> **Problem**
Of the entries below, return only those lines from the line with "Where can the man's outstretched" to the line with "the form (442,14).", exactly, both included.

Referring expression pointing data
----------

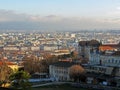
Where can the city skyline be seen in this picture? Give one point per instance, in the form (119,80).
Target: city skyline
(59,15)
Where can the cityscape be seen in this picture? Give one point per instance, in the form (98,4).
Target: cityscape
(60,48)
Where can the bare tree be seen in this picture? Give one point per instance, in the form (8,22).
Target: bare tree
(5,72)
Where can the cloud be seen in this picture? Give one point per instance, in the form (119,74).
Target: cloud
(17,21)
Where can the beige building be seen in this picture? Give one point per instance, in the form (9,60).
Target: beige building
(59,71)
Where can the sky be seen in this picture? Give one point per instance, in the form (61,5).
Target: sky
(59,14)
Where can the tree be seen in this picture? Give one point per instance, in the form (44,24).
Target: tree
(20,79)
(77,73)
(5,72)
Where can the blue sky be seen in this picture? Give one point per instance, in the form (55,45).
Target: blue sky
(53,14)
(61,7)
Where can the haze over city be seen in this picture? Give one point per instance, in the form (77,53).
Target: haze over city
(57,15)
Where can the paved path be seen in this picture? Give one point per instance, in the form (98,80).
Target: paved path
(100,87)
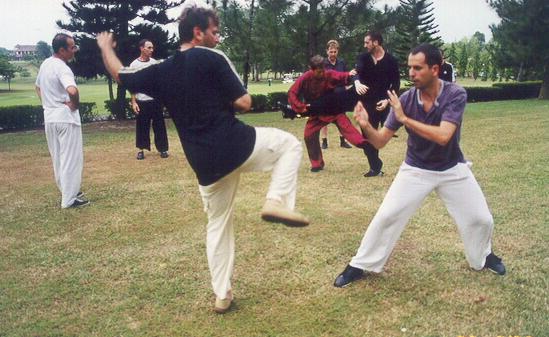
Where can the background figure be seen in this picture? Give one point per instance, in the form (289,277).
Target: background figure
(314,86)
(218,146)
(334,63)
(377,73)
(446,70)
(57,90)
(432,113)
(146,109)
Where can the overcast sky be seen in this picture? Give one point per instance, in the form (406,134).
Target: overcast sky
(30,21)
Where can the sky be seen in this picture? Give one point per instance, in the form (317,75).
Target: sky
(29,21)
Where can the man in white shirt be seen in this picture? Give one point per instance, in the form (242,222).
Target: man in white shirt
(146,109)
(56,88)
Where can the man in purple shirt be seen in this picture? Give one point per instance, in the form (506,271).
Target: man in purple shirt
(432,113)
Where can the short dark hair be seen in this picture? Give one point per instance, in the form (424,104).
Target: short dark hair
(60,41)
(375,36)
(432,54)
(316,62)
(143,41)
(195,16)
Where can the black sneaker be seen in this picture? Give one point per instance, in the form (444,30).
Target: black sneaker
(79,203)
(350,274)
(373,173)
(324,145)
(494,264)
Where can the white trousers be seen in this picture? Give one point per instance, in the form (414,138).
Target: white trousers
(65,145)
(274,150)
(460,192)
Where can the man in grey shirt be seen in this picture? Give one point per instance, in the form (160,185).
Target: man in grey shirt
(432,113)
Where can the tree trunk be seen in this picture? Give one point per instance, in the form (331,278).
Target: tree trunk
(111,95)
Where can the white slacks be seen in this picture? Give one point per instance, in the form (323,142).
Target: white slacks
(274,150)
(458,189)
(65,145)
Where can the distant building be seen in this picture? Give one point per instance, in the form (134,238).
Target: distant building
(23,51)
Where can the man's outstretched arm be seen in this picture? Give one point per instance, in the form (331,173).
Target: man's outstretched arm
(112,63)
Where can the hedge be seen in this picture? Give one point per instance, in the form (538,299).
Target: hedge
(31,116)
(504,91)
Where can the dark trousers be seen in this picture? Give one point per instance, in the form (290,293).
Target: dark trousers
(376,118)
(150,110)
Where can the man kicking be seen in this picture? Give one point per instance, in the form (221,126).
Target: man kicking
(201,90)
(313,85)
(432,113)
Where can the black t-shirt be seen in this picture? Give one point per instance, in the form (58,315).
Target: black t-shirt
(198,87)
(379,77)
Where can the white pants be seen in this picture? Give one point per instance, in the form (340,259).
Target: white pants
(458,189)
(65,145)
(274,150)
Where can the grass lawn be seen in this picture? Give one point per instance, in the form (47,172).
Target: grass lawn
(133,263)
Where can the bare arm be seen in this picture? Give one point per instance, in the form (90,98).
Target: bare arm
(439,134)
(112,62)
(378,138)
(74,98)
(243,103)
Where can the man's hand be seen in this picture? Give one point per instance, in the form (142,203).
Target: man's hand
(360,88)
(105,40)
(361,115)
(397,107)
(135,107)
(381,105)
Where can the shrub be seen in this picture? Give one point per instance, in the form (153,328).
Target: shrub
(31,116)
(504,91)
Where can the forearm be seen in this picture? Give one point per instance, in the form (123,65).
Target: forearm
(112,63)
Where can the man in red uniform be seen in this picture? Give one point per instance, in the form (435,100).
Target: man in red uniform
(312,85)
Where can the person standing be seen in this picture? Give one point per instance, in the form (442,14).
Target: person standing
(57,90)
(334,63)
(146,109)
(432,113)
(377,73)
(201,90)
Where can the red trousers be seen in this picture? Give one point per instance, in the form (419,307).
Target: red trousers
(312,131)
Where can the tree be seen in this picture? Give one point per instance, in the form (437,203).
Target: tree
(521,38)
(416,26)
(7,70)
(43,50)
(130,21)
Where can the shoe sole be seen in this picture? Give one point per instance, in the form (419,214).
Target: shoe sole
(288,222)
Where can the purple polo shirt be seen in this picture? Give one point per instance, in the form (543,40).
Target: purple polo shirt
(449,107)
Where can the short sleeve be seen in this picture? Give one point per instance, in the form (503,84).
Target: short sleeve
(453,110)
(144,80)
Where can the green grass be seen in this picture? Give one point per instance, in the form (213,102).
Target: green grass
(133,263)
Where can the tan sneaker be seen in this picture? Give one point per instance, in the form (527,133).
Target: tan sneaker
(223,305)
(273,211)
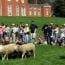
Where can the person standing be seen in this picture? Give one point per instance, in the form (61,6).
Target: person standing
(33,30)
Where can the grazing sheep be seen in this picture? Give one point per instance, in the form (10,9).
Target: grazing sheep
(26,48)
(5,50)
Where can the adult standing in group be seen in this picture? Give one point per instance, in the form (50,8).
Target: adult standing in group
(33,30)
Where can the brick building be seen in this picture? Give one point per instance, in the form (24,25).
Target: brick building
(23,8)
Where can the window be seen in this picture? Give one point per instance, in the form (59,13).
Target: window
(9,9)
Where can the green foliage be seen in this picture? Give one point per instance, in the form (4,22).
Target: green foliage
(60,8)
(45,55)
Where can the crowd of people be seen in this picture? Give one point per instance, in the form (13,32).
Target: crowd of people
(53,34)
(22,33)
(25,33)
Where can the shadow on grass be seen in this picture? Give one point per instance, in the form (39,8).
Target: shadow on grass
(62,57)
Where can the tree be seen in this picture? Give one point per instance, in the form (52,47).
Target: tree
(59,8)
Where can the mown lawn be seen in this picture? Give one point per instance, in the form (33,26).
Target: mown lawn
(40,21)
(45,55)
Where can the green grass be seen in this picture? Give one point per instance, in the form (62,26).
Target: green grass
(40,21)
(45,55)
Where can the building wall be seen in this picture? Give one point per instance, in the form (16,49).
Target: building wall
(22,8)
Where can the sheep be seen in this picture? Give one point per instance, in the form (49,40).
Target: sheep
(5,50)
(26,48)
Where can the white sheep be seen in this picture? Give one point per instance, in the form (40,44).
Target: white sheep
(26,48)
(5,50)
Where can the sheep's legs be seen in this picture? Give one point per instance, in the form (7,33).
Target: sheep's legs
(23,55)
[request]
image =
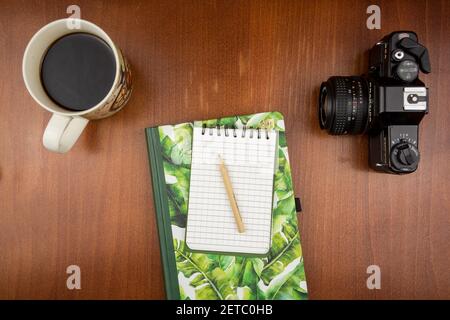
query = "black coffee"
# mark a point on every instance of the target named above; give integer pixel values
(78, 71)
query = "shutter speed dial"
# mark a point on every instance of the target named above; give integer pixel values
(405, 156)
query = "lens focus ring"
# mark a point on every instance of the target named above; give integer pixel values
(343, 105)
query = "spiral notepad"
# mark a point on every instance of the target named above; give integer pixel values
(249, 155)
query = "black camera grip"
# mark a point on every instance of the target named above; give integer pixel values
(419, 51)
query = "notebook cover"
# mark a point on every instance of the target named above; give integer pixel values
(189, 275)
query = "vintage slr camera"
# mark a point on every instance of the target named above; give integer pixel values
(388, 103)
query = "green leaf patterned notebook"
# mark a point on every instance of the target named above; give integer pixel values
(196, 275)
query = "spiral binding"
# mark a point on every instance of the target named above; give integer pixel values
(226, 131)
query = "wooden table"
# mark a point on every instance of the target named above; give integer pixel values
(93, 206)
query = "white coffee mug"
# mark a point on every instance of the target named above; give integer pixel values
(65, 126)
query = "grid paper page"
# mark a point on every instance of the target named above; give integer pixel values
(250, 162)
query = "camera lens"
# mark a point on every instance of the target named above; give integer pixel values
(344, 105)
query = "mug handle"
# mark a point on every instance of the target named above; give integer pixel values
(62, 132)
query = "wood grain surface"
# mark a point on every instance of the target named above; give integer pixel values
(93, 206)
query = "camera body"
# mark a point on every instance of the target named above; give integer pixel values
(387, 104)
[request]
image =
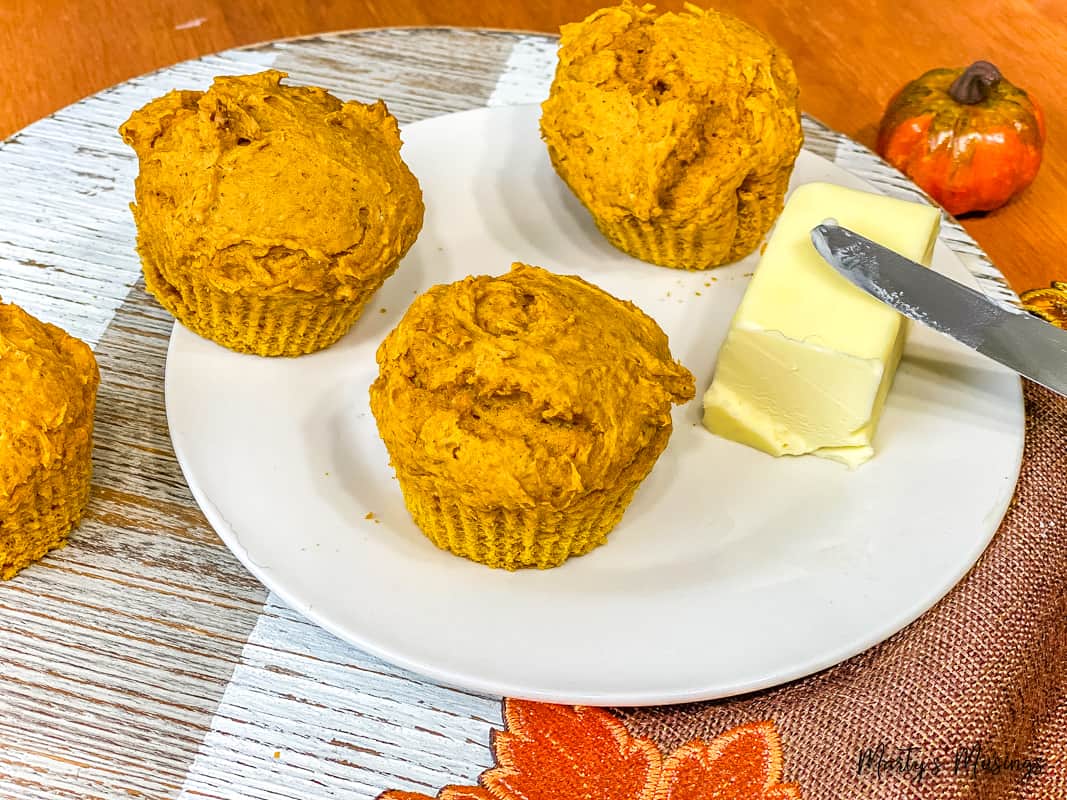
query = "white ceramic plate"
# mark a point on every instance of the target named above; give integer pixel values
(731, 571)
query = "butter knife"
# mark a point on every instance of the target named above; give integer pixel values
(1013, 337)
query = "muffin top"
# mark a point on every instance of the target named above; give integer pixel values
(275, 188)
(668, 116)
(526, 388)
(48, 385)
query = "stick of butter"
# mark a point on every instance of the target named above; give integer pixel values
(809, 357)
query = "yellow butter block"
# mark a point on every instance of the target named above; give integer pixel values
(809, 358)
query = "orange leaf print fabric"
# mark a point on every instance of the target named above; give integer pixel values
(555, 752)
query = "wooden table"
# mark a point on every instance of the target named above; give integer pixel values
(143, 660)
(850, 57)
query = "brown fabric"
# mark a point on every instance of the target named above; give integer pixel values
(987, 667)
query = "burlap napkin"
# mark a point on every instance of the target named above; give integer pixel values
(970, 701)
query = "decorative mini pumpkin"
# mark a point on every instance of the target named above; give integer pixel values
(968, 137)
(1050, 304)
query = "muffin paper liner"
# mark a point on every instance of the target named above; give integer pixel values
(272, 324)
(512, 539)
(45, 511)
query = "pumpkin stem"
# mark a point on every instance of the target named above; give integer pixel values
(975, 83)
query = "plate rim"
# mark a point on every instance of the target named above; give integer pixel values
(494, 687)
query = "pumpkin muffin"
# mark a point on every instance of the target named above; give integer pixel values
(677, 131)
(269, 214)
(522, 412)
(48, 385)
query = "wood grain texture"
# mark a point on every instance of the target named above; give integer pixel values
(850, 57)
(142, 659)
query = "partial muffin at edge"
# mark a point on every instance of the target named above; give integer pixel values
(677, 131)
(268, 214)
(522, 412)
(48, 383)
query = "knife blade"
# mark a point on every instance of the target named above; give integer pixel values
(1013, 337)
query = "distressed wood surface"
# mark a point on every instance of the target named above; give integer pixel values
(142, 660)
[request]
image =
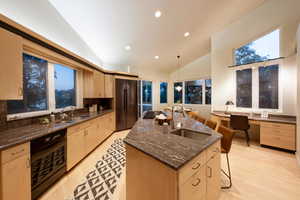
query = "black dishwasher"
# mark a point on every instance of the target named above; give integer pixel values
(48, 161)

----------

> **Solution below**
Where can the man's outstretched arm be seen in this picture? Give one point per instance, in the form (331,173).
Target: man's outstretched arm
(112,63)
Where can the hedge be seen in this picture? Give one point per instance, in the form (538,299).
Target: hedge
(31,116)
(504,91)
Where can the dark trousers be seen in this picture? Give one point per instance, in the form (290,293).
Target: dark trousers
(376,118)
(150,110)
Where can the man kicking be seen in this picture? Give one point per instance, in the form (221,126).
Target: man kicking
(201,90)
(313,85)
(432,113)
Where can the black t-shirt be seen in this picture? Give one point per instance, in the form (58,315).
Target: black t-shirt
(198,87)
(379,77)
Where can the white pants be seen in this picture? Give one point per instance, in the form (340,259).
Target: white pants
(458,189)
(65,145)
(274,150)
Where can the grass lawn be seen in this picture? Give one point per instance, in the form (47,172).
Target: grass lawn
(133,263)
Where can the bare arm be seen in this picture? Give one point per instance, in the form (90,98).
Target: bare arm
(439,134)
(112,62)
(378,138)
(74,98)
(243,103)
Where can the man's hand be seen in this picture? Give one point per instance, in the form (142,203).
Target: man's hand
(360,88)
(105,40)
(361,115)
(397,107)
(135,107)
(381,105)
Where can the shrub be seen in this picture? Give one point per instance, in the form (153,328).
Target: shrub
(31,116)
(504,91)
Where can the forearm be seen in this picture? Give one point per instance, in the form (123,65).
Target: forearm
(112,63)
Where can the man in red uniform be seen in this picture? Give one point per instance, in the form (435,100).
Target: man in red uniform
(312,85)
Where can the person standing be seen in this picture? Give one point per instance, in the form (442,14).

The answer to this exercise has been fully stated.